### Stated task
Could you rewrite the entries below with "Kindly" changed to "Please" throughout and everything else left as it is?

### Labeling and segmentation entries
[Start]

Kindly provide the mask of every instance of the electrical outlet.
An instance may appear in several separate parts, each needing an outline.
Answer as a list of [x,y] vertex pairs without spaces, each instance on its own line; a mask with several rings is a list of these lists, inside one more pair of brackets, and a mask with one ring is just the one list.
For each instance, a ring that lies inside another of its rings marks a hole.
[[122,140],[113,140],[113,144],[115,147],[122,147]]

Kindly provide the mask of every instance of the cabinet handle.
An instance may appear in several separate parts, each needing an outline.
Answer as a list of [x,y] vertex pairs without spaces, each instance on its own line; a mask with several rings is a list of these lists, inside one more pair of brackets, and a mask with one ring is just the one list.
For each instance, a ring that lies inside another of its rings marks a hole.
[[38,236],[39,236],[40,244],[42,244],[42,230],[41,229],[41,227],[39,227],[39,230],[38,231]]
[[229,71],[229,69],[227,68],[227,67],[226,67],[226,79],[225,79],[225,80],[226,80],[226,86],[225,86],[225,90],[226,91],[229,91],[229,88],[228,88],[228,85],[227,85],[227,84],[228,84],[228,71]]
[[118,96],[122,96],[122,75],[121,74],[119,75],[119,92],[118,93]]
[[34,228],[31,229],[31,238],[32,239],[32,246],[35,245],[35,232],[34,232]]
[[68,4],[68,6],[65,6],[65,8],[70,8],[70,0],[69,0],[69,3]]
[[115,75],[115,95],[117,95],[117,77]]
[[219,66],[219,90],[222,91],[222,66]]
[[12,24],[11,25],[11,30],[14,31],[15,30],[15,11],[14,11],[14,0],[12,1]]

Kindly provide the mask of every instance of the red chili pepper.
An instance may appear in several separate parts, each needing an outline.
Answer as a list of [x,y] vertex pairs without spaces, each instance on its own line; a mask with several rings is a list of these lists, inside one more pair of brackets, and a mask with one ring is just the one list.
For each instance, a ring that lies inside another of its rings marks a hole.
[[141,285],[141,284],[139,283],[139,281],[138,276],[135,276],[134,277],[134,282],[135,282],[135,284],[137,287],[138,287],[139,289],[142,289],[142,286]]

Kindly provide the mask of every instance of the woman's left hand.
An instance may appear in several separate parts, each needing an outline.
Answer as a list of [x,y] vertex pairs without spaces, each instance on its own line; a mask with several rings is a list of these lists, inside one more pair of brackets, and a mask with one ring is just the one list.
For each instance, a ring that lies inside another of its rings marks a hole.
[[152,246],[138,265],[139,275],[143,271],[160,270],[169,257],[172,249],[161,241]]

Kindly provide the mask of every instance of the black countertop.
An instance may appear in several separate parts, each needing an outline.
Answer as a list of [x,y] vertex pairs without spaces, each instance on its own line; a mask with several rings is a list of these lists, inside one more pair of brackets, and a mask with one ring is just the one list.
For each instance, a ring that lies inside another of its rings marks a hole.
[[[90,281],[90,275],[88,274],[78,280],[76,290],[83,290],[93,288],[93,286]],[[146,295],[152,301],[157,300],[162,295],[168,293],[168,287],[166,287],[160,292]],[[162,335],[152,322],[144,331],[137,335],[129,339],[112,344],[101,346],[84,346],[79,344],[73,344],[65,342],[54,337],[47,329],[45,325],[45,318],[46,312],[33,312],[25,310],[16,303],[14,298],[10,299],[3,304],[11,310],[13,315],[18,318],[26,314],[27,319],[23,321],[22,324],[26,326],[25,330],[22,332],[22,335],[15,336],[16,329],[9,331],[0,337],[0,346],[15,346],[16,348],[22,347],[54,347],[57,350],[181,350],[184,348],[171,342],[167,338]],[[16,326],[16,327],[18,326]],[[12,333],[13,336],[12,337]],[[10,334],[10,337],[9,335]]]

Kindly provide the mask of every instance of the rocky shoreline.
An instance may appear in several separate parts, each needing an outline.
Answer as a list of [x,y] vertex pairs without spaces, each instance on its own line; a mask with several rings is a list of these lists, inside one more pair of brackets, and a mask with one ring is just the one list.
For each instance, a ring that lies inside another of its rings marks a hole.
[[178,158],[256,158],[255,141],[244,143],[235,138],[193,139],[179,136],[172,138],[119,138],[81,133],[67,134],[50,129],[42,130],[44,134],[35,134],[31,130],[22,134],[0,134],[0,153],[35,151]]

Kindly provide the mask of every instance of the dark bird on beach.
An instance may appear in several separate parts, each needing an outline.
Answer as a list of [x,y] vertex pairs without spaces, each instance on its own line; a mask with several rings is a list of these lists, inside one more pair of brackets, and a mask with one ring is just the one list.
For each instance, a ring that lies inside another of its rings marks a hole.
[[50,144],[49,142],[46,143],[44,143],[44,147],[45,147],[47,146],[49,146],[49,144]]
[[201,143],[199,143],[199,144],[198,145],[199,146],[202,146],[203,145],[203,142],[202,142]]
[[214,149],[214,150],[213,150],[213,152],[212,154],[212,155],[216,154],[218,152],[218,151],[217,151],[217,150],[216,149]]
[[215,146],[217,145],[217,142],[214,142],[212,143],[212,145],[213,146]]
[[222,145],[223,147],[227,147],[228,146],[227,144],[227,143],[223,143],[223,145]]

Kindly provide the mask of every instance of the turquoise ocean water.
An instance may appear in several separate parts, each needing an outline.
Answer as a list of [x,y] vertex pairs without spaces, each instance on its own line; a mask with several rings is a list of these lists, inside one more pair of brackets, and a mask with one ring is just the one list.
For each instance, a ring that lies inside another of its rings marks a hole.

[End]

### Solution for this task
Please provide the mask of every instance of the electrical outlet.
An instance may appear in several separate parts, each needing an outline.
Answer as a list of [x,y] vertex pairs without spaces, each instance on its own line; a mask with several rings is a list of these lists, inside one more pair of brackets, and a mask with one ring is just the one list.
For each instance, a ring that lies inside another of its rings marks a hole.
[[122,140],[113,140],[113,144],[115,147],[122,147]]

Please provide the mask of every instance of the cabinet handle.
An instance may appear in several separate parts, each needing an outline.
Answer as a list of [x,y] vertex pairs without spaces, each instance on its own line; a mask with several rings is a list of these lists, inside one more pair of brackets, and a mask with one ring is just the one list.
For each instance, a ring that lies inside another of its rings marks a hole.
[[38,236],[39,236],[40,244],[42,244],[42,230],[41,229],[41,227],[39,227],[39,230],[38,231]]
[[229,71],[229,69],[227,68],[227,67],[226,67],[226,79],[225,79],[225,80],[226,80],[226,86],[225,86],[225,90],[226,91],[229,91],[229,88],[228,88],[228,85],[227,85],[227,84],[228,84],[228,71]]
[[118,96],[122,96],[122,75],[121,74],[119,75],[119,92],[118,93]]
[[34,228],[31,229],[31,238],[32,239],[32,246],[35,245],[35,232],[34,232]]
[[68,4],[68,6],[65,6],[65,8],[70,8],[70,0],[69,0],[69,3]]
[[115,75],[115,95],[117,95],[117,77]]
[[219,66],[219,90],[222,91],[222,66]]
[[12,24],[11,25],[11,30],[14,31],[15,30],[15,11],[14,11],[14,0],[12,1]]

Please provide the mask of every instance of the red chili pepper.
An instance may appear in several separate parts, each needing an outline.
Answer as a list of [x,y] vertex pairs without spaces, each instance on its own line; a mask with several rings is a list of these lists, inside one more pair of brackets, and a mask with one ring is just the one list.
For each instance, a ring that lies inside another of its rings marks a hole.
[[141,285],[141,284],[139,283],[139,281],[138,276],[135,276],[134,277],[134,282],[135,282],[135,284],[137,287],[138,287],[139,289],[142,289],[142,286]]

Please provide the mask of every instance of the woman's left hand.
An instance may appear in several separate parts, each needing an outline.
Answer as a list of [x,y] vertex pairs without spaces, each instance on its own line; a mask with several rings is a list of these lists, inside one more pair of brackets, and a mask with one ring is just the one list.
For each instance, a ring that lies inside another of its rings marks a hole.
[[152,246],[138,265],[139,275],[143,271],[160,270],[169,257],[172,249],[161,241]]

Please provide the mask of every instance of the black countertop.
An instance may appear in several separate parts, each needing an outline.
Answer as a list of [x,y] vertex pairs without spaces, each instance on its own line; a mask with several rings is a list of these lists, inside one more pair of brackets, and a mask with one ring is just the one list.
For each instance, a ring that lies inside another of its rings marks a hole.
[[[90,281],[90,275],[88,274],[78,280],[76,290],[83,290],[93,288],[93,286]],[[146,295],[152,301],[157,300],[162,295],[168,293],[168,287],[166,287],[160,292]],[[162,335],[152,322],[144,331],[137,335],[129,339],[112,344],[101,346],[84,346],[79,344],[73,344],[65,342],[54,337],[47,329],[45,325],[45,318],[46,312],[33,312],[25,310],[16,303],[14,298],[10,299],[3,304],[11,310],[13,315],[18,318],[26,314],[27,319],[23,321],[22,324],[26,326],[25,330],[22,332],[22,335],[15,336],[16,329],[9,331],[0,337],[0,346],[15,346],[16,348],[22,347],[54,347],[57,350],[181,350],[184,348],[171,342],[167,338]],[[16,326],[16,327],[18,326]],[[12,333],[13,336],[12,337]],[[10,334],[10,337],[9,335]]]

Please provide the mask of every instance of the rocky shoreline.
An instance may appear in several separate parts, each needing an outline.
Answer as a list of [x,y] vertex pairs without spaces, each instance on its own line; a mask with several rings is a list of these lists, inside one more pair of brackets, and a mask with one ring is just the one list.
For each instance, a ring that lies inside another of its rings marks a hole.
[[178,158],[256,158],[255,141],[244,143],[235,138],[193,139],[179,136],[172,138],[119,138],[81,133],[67,134],[50,129],[42,130],[44,134],[35,134],[31,130],[22,134],[0,134],[0,153],[35,151]]

Please provide the mask of every instance of the dark bird on beach.
An instance may appear in several separate parts, each needing an outline.
Answer as a list of [x,y] vertex pairs without spaces, each instance on its own line; a mask with several rings is a list of these lists, inside one more pair of brackets, and a mask with one ring is just the one list.
For each instance, a ring that lies inside another of its rings marks a hole.
[[50,144],[49,142],[46,143],[44,143],[44,147],[45,147],[47,146],[49,146],[49,144]]
[[201,143],[199,143],[199,144],[198,145],[199,146],[202,146],[203,145],[203,142],[202,142]]
[[214,149],[214,150],[213,150],[213,152],[212,154],[212,155],[216,154],[218,152],[218,151],[217,151],[217,150],[216,149]]
[[215,146],[217,145],[217,142],[214,142],[212,143],[212,145],[213,146]]
[[222,145],[223,147],[227,147],[228,146],[227,144],[227,143],[223,143],[223,145]]

Please provide the mask of every instance of the turquoise ocean water.
An instance may appear in several separate parts, each needing an outline.
Answer as a list of [x,y] vertex pairs without spaces, each instance on its own line; a mask with several rings is a list of these lists, inside one more pair of brackets, and a mask with one ring is just the one list.
For each instance, a ring that lies inside another of its rings marks a hole.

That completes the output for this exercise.